*RECORDS TO PROCESS*:

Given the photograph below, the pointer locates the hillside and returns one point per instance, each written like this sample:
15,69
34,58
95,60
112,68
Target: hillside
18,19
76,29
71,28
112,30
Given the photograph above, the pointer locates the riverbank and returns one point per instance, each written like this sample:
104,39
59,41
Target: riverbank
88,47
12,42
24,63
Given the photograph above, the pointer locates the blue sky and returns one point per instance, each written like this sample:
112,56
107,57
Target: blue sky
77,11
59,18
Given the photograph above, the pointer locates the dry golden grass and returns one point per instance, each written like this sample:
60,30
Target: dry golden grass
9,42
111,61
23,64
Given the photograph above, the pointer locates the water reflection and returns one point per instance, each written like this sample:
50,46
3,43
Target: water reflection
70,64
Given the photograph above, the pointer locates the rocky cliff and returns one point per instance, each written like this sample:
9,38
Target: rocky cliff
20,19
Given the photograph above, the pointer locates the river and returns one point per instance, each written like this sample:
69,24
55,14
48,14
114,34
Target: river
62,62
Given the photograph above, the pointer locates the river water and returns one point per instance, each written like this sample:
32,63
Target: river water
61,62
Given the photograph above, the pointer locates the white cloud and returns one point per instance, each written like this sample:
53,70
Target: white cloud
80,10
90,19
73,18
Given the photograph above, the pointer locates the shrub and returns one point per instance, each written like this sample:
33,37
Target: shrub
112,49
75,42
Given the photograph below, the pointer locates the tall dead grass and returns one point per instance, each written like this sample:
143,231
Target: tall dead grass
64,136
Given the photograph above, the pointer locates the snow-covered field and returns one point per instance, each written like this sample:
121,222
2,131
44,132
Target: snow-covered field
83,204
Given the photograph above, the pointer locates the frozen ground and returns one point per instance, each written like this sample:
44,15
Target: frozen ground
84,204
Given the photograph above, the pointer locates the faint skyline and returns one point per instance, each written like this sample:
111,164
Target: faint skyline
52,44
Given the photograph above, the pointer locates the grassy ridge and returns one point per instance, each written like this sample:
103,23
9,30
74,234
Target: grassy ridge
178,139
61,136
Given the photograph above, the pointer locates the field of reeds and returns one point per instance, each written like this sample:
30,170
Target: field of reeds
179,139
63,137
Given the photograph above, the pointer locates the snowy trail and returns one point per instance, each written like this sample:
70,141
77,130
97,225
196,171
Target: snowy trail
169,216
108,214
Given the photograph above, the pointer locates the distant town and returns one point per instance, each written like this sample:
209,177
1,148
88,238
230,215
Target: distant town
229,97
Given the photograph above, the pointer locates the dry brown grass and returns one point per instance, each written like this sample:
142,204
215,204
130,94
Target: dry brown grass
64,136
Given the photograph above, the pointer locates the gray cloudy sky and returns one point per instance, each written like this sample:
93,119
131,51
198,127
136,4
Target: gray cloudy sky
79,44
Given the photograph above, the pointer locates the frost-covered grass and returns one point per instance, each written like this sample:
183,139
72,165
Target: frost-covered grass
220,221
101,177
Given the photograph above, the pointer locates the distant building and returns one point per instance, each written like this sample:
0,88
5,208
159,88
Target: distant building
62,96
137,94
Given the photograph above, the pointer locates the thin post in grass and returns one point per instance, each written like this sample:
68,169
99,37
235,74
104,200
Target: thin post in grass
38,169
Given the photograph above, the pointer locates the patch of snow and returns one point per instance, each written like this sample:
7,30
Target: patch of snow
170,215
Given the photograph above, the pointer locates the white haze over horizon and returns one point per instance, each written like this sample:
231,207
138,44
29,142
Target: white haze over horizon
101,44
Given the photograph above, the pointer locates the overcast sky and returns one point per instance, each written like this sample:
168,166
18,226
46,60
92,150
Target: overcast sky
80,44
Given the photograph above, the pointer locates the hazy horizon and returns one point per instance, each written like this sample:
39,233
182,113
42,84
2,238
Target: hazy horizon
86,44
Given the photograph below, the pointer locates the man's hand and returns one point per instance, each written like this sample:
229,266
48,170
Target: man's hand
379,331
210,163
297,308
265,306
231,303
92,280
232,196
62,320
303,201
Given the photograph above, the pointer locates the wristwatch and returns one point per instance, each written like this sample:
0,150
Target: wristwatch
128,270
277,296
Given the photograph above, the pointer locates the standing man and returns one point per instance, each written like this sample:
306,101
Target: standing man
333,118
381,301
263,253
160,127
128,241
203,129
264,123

*STATED GOAL*: Repeat the data above exactly.

*CORRECT OUTPUT*:
Given the photograph below, the pointer locates the hillside and returns one point per instance, each written like this sample:
15,69
34,58
95,60
112,68
Target: hillside
18,19
76,29
71,28
112,30
Given the photograph above, the pointer locates the riverbank and returns one point per instance, each written like this sample:
104,39
59,41
Target: riverbank
88,47
12,42
24,63
Given the photograph above, the pointer locates the blue sky and returns one point per instance, each written like this sample:
112,56
107,57
Target: blue sky
77,11
59,18
Given the photograph above, the pointer locates the dry golden grass and returns one point per instance, each written like this sample:
60,30
Target: dry golden grass
9,42
111,61
23,64
Given the photograph above, the pointer locates the water reflection and returns one point per instance, each written like this sample:
50,46
3,43
Target: water reflection
70,64
Given the photograph above, the pointer locates the rocky cliff and returns one point per instance, each written like this sample:
9,38
Target: rocky cliff
20,19
Given the photograph above, the pointer locates the river and returns one point per instance, each written like this sample:
69,24
55,14
48,14
114,34
Target: river
62,62
Given the photograph above, the pointer locates the river water and returns one point per instance, each written like this sample:
32,63
Target: river water
61,62
Given the photograph above, the pointer locates the white cloud and returns one point per instance, each written like this sample:
53,70
Target: white cloud
80,10
90,19
73,18
Given the photograph above, the pointer locates the shrub and returns one point per instance, each written like this sample:
33,37
Target: shrub
112,49
75,42
Given the photograph below, the pointer locates the tall dead grass and returns one point per instance, each written like this sample:
143,231
Target: tall dead grass
64,136
Given the photograph above, the pointer locates the snow-covered field and returns one point per instance, each written like this sample:
121,222
2,131
44,132
Target: snow-covered field
83,204
Given the photograph above, the pointer locates the frozen ground and returns one point per instance, each written like this sample:
44,15
Target: frozen ground
84,204
Given the photograph above, the pointer locates the faint skyline and returns one point per instance, each written like this sample:
111,164
Target: faint skyline
52,44
Given the photograph above, the pointer locates the grassy ridge and returns one point per instance, each written like this sample:
103,23
9,30
74,234
Target: grassy ridge
178,139
61,136
Given the photograph above, the pointer locates the field of reeds and returns one point per instance, each written like this sample:
30,170
Target: field of reeds
179,139
63,137
Given the photograph above, the pointer locates the snowy trail and returns one point per instance, each written like this sample:
70,141
77,130
97,225
196,171
Target: snowy trail
169,216
108,214
Given the photograph above, the pointer locates the distant town and returns one point per instance, each written like this sample:
209,177
1,148
88,238
230,215
Target: distant town
229,97
Given the photograph above, the pointer locates the dry brown grass and returns one point per instance, each written like this sample:
142,204
215,204
130,94
Target: dry brown grass
64,136
Given the photograph above, the pointer locates the gray cloudy sky and returns one point per instance, each written like this sample:
93,119
131,51
198,127
136,4
Target: gray cloudy sky
79,44
Given the photograph above, the pointer locates the frost-covered grass and returns one point per instance, each written like this sample:
183,139
72,165
Target: frost-covered grass
220,221
101,177
Given the photograph above, the pointer locates the distant building and returns one point per instance, each written like this sample:
0,88
5,208
159,88
Target: distant building
62,96
137,94
Given the photograph above, the pointer locates the thin post in grass and returns one point per instance, each written like this sample:
68,169
99,37
235,74
104,200
Target: thin post in grass
38,169
Given the photograph above, the pointer locates the patch of snow and returns one point per instance, each written like this sample:
7,30
Target: patch of snow
170,215
Given the photograph above, the pointer locates the white haze over horizon and returns one point per instance, each written like this sample:
231,207
138,44
29,142
Target: white haze over horizon
101,44
Given the photograph above, the pointer locates the overcast sky and returns one point per instance, each written like this sample:
168,166
18,226
46,60
92,150
Target: overcast sky
80,44
Given the photograph above, the pointer locates the hazy horizon and returns one point per instance, each written like this sample:
39,233
182,113
42,84
2,238
Target: hazy horizon
86,44
Given the photograph below, the pointer locates the man's hand and returns one point per instance, each written like this sample:
229,266
48,170
Target: man's hand
379,331
210,163
297,308
265,306
231,303
92,280
232,196
62,320
303,201
Given the photograph above, the pointer locates the wristwatch and returns one point per instance, each written like this sample:
0,150
Target: wristwatch
128,270
277,296
Given the photograph above, the pointer locates the standing man and returns one point per instance, each written like this sample:
306,101
Target: standing man
333,118
381,301
263,253
160,127
128,241
203,129
264,123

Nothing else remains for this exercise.